Could you filter the records below and keep only the lines with the word "green"?

Natural language region descriptions

▬▬▬

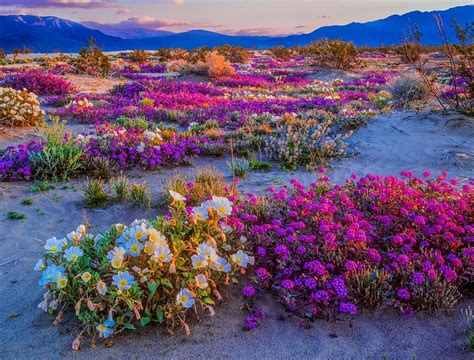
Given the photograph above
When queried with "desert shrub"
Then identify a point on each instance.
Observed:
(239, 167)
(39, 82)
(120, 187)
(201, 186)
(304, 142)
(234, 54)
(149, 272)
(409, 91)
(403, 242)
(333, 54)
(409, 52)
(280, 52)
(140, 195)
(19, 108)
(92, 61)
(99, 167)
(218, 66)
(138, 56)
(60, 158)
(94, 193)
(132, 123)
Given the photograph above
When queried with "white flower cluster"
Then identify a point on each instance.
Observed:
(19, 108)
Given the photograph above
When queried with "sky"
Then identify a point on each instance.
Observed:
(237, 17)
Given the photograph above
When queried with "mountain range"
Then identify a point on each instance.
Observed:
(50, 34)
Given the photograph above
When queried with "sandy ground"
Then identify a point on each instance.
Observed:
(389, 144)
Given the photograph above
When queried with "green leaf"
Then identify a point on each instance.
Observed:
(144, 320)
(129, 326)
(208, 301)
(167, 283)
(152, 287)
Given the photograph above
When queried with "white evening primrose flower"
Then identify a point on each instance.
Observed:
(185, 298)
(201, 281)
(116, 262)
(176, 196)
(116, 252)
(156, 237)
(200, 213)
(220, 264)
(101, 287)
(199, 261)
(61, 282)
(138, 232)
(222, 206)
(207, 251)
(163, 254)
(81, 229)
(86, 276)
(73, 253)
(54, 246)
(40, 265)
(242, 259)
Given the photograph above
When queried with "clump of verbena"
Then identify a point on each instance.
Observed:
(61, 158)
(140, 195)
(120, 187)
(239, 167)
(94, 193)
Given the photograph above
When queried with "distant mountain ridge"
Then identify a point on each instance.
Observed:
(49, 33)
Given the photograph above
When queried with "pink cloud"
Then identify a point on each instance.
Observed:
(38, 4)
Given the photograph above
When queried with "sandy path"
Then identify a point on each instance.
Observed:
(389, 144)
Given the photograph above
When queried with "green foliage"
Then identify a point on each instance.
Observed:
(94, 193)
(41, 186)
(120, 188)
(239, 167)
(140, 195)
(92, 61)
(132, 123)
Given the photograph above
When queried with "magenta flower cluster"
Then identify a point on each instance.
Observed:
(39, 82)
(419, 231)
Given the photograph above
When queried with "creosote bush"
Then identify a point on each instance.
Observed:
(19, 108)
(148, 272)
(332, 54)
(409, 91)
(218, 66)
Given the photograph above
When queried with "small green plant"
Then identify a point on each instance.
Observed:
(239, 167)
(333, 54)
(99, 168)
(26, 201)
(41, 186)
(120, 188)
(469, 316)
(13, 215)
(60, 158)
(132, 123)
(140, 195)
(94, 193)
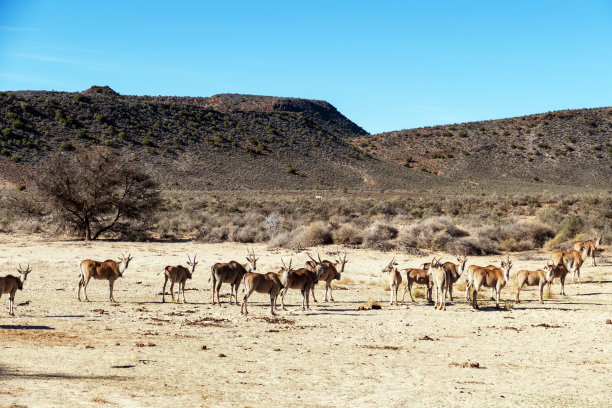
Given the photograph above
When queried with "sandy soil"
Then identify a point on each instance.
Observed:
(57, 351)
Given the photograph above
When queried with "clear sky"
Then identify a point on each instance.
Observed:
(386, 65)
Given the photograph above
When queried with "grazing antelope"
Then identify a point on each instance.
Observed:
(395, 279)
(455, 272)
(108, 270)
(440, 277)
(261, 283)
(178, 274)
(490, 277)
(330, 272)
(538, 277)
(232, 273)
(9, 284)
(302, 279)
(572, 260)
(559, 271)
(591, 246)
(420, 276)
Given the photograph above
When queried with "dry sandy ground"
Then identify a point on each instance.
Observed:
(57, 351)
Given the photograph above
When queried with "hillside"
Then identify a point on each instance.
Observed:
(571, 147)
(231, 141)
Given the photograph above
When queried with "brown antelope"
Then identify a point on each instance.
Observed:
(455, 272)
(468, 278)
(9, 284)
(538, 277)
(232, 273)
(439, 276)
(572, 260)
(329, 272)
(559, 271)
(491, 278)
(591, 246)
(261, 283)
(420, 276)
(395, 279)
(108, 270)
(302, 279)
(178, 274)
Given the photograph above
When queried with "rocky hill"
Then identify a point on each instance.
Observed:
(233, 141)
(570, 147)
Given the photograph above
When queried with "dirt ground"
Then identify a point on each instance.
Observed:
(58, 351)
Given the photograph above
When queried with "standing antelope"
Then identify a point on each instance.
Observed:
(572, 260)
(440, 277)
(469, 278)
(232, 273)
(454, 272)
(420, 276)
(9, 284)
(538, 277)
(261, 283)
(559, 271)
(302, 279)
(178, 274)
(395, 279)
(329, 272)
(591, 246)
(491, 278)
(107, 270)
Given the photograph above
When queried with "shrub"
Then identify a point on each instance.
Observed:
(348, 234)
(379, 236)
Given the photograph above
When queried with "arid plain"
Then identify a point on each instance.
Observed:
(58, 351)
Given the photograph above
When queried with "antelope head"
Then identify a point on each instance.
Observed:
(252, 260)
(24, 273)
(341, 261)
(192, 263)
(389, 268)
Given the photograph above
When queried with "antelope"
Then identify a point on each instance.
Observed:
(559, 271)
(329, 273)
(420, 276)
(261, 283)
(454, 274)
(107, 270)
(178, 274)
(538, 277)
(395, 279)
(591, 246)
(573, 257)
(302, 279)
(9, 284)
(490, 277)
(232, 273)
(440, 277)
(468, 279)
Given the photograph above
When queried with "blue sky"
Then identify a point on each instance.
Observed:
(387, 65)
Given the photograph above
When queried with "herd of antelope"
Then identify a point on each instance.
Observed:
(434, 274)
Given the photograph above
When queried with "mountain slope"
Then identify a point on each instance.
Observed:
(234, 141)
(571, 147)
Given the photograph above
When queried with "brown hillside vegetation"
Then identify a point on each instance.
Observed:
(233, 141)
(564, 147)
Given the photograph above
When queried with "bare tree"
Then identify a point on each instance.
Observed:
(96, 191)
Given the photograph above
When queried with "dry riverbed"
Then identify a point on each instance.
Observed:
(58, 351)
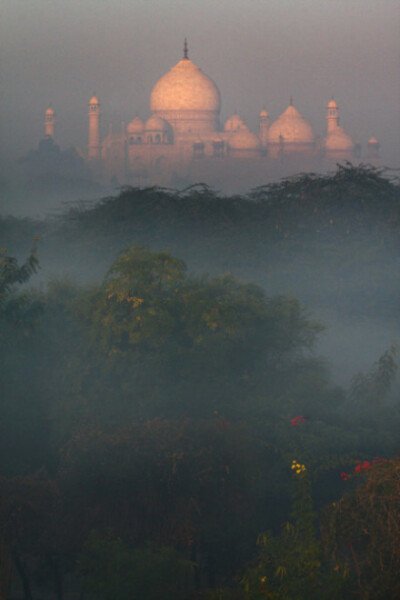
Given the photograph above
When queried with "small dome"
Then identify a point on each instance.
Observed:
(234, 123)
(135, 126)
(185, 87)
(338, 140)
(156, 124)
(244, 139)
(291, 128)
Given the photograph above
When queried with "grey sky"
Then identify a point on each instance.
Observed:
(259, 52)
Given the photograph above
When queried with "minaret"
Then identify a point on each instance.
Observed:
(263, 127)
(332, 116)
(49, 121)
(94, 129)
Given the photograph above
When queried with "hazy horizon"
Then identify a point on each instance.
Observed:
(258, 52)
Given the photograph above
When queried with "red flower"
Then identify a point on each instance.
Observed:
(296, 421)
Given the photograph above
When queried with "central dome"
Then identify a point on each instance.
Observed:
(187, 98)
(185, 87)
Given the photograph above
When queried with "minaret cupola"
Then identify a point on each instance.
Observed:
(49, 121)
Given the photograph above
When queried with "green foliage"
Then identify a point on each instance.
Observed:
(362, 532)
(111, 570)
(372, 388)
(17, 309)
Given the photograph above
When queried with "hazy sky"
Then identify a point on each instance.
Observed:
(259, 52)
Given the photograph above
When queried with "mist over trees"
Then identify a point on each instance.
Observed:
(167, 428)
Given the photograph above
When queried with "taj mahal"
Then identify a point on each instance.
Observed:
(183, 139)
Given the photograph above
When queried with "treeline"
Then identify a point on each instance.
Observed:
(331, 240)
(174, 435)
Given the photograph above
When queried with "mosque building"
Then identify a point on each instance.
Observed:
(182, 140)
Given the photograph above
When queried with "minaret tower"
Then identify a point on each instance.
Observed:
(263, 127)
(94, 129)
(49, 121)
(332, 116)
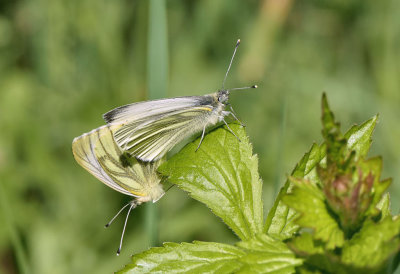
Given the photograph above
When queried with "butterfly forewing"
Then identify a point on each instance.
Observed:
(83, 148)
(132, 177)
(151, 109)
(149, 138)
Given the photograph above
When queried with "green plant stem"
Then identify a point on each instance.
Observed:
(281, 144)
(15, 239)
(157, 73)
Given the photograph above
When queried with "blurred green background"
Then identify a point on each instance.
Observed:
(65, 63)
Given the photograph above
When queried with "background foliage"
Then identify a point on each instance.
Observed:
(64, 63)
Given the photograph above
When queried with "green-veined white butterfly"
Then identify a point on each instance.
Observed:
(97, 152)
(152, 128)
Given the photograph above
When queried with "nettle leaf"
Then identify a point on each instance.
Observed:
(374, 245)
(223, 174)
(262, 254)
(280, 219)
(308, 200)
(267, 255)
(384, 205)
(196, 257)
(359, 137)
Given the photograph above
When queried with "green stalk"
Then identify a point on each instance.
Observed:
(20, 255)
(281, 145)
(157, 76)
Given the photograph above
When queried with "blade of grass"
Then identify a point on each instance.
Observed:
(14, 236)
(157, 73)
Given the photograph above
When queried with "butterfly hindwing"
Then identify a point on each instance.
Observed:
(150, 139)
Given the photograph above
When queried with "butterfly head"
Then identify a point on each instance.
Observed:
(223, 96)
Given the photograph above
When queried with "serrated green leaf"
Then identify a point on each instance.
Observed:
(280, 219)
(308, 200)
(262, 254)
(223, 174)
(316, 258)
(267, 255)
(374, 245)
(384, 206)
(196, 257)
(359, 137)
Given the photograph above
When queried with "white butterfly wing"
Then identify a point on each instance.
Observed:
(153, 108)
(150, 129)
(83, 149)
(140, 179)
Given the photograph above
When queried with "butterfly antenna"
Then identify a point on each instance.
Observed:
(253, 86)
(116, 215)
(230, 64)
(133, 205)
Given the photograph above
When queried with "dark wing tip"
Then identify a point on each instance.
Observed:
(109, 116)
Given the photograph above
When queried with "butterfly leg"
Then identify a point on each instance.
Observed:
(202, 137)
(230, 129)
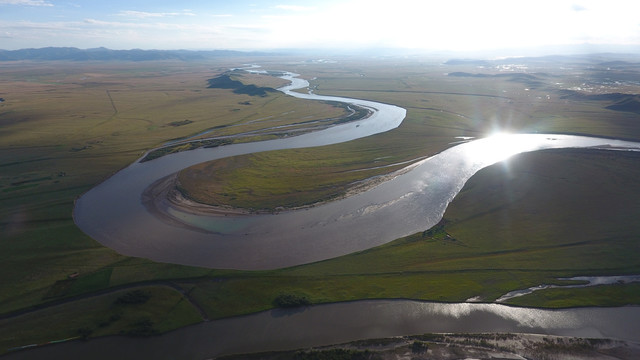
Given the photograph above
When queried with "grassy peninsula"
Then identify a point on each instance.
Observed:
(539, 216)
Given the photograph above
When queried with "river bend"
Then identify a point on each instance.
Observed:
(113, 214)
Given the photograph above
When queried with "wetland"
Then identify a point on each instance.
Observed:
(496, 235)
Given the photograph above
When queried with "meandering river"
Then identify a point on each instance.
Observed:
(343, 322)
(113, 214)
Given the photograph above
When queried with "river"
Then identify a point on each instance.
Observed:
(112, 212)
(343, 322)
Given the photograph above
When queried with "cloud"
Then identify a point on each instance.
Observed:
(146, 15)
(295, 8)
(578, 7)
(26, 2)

▬▬▬

## Final answer
When queried with "green leaf"
When queried with "green foliage"
When queried with "small green plant"
When queried with "green foliage"
When queried with "green plant stem"
When queried with "blurred green background"
When queried with "green-veined white butterfly"
When queried with "green stalk"
When queried with "serrated green leaf"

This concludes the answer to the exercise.